Please output the line containing "Target: quarry pond" and all lines that follow it in the data below, exactly, with no pictures.

######

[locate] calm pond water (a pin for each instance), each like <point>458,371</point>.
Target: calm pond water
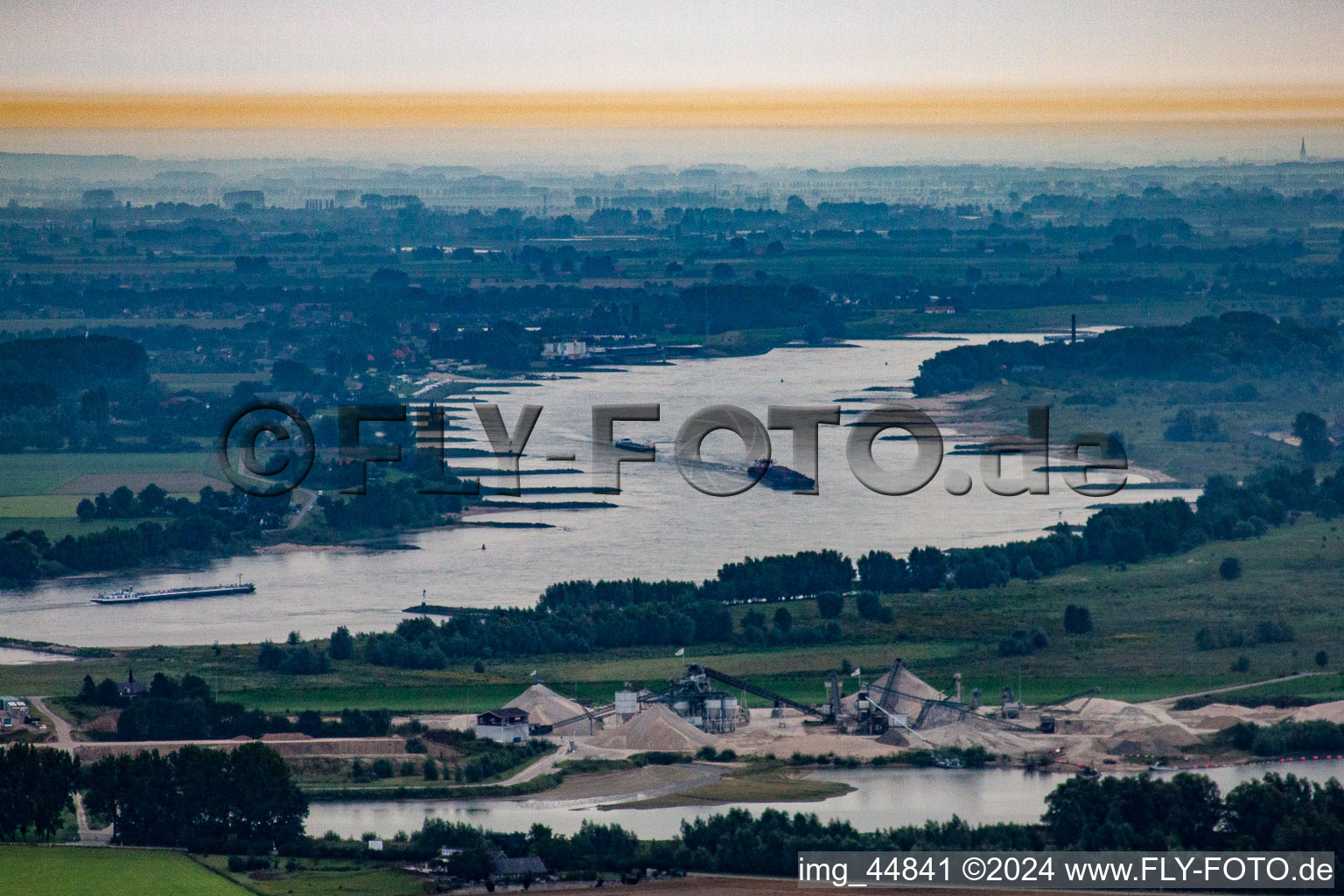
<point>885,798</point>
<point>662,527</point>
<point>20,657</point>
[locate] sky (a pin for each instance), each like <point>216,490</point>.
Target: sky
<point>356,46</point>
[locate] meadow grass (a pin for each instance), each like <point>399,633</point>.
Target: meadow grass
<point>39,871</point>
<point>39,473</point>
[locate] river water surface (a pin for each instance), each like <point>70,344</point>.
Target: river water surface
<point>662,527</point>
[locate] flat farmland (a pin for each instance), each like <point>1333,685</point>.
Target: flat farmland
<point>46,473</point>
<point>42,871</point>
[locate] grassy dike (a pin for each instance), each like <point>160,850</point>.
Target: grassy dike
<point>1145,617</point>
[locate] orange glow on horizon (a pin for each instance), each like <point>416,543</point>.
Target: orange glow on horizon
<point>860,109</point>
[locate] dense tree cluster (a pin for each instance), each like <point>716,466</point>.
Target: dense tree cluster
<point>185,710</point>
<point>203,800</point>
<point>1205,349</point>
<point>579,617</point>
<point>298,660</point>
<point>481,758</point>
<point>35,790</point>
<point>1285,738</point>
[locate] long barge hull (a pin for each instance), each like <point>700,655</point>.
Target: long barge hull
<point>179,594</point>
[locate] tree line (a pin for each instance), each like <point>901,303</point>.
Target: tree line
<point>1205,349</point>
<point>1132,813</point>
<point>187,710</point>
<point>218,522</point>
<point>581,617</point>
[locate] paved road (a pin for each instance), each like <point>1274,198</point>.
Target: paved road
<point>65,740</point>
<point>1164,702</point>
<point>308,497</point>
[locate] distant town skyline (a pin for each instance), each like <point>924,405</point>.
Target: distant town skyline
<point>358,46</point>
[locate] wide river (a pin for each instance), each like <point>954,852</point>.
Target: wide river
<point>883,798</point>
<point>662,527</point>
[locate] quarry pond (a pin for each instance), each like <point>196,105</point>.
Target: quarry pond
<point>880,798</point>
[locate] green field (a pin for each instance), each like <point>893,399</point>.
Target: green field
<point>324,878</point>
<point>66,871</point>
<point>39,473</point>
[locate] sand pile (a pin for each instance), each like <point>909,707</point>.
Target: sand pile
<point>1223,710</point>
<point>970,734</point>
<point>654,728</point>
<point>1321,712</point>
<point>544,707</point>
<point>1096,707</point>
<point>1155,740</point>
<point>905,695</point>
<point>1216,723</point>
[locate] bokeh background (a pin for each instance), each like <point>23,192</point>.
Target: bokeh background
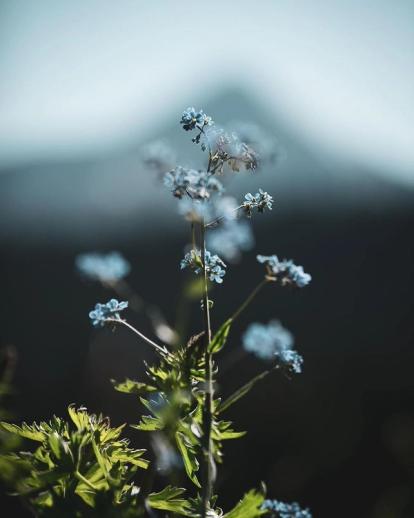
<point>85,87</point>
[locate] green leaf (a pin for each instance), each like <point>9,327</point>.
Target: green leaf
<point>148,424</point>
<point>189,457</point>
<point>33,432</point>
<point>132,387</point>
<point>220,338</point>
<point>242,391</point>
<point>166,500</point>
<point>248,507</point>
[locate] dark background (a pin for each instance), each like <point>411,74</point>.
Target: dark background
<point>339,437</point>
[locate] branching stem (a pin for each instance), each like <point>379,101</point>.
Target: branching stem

######

# RESPONSE TO THE TASK
Target: quarry pond
<point>880,798</point>
[locate] green field (a pin for each instance), each like <point>893,399</point>.
Target: green field
<point>324,878</point>
<point>66,871</point>
<point>39,473</point>
[locate] sand pile (a pin for each instance), each like <point>909,707</point>.
Target: sand pile
<point>1223,710</point>
<point>970,734</point>
<point>654,728</point>
<point>1321,712</point>
<point>544,707</point>
<point>1096,707</point>
<point>1155,740</point>
<point>905,695</point>
<point>1216,723</point>
[locate] bokeh background (a pin for each instance), each like <point>23,192</point>.
Target: bokeh background
<point>85,87</point>
[locate] green leaf (a pin for each instance), each like <point>9,327</point>.
Target: green leaf
<point>148,424</point>
<point>189,457</point>
<point>33,432</point>
<point>132,387</point>
<point>220,338</point>
<point>242,391</point>
<point>166,500</point>
<point>248,507</point>
[locate] dark background (a pin for each instance), each like <point>411,74</point>.
Target: dark background
<point>339,437</point>
[locate] branching stem (a pin for each instance), each like <point>379,101</point>.
Target: branching stem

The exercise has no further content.